■ **SUPPLIED ENTRIES**:

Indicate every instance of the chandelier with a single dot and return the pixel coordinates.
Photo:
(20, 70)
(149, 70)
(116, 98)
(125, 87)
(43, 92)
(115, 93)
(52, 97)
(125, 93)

■ **TRY IT**:
Repeat each line of the data exactly as it appears above.

■ **WRITTEN RESPONSE**:
Indicate every instance of the chandelier with a single dot and return the pixel coordinates.
Photo:
(20, 70)
(149, 70)
(116, 98)
(125, 87)
(43, 92)
(115, 93)
(52, 97)
(125, 93)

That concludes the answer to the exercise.